- [Извлечённый текст]

▬▬▬

Ох уж эти бдительные «жители» всего, где угодно, с примкнувшими к ним «регионами».

В 1920-е годы эта негодующая «общественность» предлагала расстрелять представителей «буржуазии» и «классовых врагов» — за участие или подозрение в антисоветской деятельности, саботаже, спекуляции, сопротивлении продразверстке, контрреволюционеров, белогвардейцев, членов антибольшевистских партий (эсеров), а также лиц, обвинённых в терроре против большевистских лидеров, заложников из числа интеллигенции и бывших чиновников, особенно в ответ на покушения и убийства большевистских деятелей (например, после убийства Урицкого и покушения на Ленина), участников крестьянских восстаний (например, Тамбовское), которых объявляли «бандитами» и приказывали расстреливать на месте.

В 30-х появились новые мишени: представители «буржуазной интеллигенции» и обвиняемые по громким политическим процессам (например, дело Промпартии), которых обвиняли в саботаже, шпионаже и вредительстве; кулаки первой категории — активные противники коллективизации и организаторы сопротивления, которых по постановлению Политбюро от 1930 года предписывалось арестовывать и передавать на рассмотрение спецтроек с возможностью вынесения смертного приговора; партийные и хозяйственные работники, обвинённые в участии в «заговорах» и антисоветских организациях, особенно в ходе массовых чисток 1937—1938 годов (Большой террор), когда массово требовали расстрелов как «очистки» общества от «предателей» и «шпионов»; военные командиры и офицеры, обвинённые в «военно-фашистских заговорах» и шпионаже, которых также массово приговаривали к расстрелу.

В марте 1940 года по предложению Лаврентия Берии Политбюро приняло решение о расстреле польских военнопленных и заключённых, обосновывая это тем, что они якобы являются «заклятыми врагами советской власти». В печати того времени отражено, что к этому взывали «воля народа» и «общественное мнение».

▬▬▬

- [Рабочие задания]
1. Процитируйте, пожалуйста, фрагмент извлечённого текста, начиная со слов «В 30-х появились новые» и заканчивая словами «массово приговаривали к расстрелу.».
2. Перескажите в виде краткого списка абзац извлечённого текста, который начинается словами «В 30-х появились новые мишени», сохранив его основные факты.
Опирайтесь исключительно на приведённый выше текст.

- [Записи данных]
▬▬▬

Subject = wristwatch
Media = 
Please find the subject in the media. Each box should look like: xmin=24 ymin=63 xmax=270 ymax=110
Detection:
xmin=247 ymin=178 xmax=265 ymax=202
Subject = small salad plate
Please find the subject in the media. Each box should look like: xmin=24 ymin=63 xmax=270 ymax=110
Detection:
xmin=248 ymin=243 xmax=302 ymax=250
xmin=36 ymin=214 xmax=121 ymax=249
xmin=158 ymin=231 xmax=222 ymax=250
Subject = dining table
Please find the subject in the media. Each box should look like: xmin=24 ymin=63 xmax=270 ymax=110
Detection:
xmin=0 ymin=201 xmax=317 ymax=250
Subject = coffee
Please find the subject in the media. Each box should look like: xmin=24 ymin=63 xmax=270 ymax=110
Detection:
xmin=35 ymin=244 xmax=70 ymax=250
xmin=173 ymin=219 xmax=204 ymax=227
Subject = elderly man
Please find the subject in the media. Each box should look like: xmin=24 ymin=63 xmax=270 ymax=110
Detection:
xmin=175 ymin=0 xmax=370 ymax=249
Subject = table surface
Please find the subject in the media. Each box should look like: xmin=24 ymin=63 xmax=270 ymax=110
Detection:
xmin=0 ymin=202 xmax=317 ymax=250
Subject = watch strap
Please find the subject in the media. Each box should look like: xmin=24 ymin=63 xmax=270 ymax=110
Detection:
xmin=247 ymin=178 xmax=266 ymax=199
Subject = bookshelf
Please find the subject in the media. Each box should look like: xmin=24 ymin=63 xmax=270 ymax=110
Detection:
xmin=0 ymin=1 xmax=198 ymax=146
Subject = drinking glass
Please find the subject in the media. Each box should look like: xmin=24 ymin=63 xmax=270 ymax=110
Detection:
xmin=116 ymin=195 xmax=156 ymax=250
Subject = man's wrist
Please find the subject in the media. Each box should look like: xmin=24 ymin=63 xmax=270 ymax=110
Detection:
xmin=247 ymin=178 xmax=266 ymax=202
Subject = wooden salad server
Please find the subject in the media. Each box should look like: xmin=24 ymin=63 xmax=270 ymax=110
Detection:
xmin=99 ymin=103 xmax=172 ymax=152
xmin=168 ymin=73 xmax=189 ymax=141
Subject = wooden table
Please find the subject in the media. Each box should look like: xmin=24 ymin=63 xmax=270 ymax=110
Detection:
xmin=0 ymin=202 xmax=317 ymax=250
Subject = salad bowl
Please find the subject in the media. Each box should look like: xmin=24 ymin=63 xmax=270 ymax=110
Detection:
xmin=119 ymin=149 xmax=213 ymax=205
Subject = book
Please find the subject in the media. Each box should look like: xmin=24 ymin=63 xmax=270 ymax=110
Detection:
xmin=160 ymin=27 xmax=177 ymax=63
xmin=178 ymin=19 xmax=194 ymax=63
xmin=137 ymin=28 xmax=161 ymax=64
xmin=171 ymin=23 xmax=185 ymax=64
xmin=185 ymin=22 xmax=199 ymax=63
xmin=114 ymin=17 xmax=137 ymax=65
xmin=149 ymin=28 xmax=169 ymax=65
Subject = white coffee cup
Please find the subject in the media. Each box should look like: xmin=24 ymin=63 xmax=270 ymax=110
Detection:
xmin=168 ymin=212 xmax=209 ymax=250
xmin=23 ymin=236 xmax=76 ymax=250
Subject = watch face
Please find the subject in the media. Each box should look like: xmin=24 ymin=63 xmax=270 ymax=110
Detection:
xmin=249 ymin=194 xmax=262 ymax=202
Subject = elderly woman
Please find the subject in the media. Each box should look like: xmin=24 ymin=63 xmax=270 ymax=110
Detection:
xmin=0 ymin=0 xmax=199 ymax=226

▬▬▬

- [Ответы по заданиям]
1.
В 30-х появились новые мишени: представители «буржуазной интеллигенции» и обвиняемые по громким политическим процессам (например, дело Промпартии), которых обвиняли в саботаже, шпионаже и вредительстве; кулаки первой категории — активные противники коллективизации и организаторы сопротивления, которых по постановлению Политбюро от 1930 года предписывалось арестовывать и передавать на рассмотрение спецтроек с возможностью вынесения смертного приговора; партийные и хозяйственные работники, обвинённые в участии в «заговорах» и антисоветских организациях, особенно в ходе массовых чисток 1937—1938 годов (Большой террор), когда массово требовали расстрелов как «очистки» общества от «предателей» и «шпионов»; военные командиры и офицеры, обвинённые в «военно-фашистских заговорах» и шпионаже, которых также массово приговаривали к расстрелу.

2.
- Представители «буржуазной интеллигенции» и обвиняемые по громким политическим процессам (например, дело Промпартии): их обвиняли в саботаже, шпионаже и вредительстве.
- Кулаки первой категории, то есть активные противники коллективизации и организаторы сопротивления: по постановлению Политбюро 1930 года их арестовывали и передавали спецтройкам, которые могли вынести смертный приговор.
- Партийные и хозяйственные работники, обвинённые в «заговорах» и участии в антисоветских организациях: особенно в ходе Большого террора 1937—1938 годов, когда массово требовали расстрелов «предателей» и «шпионов».
- Военные командиры и офицеры, обвинённые в «военно-фашистских заговорах» и шпионаже: их также массово приговаривали к расстрелу.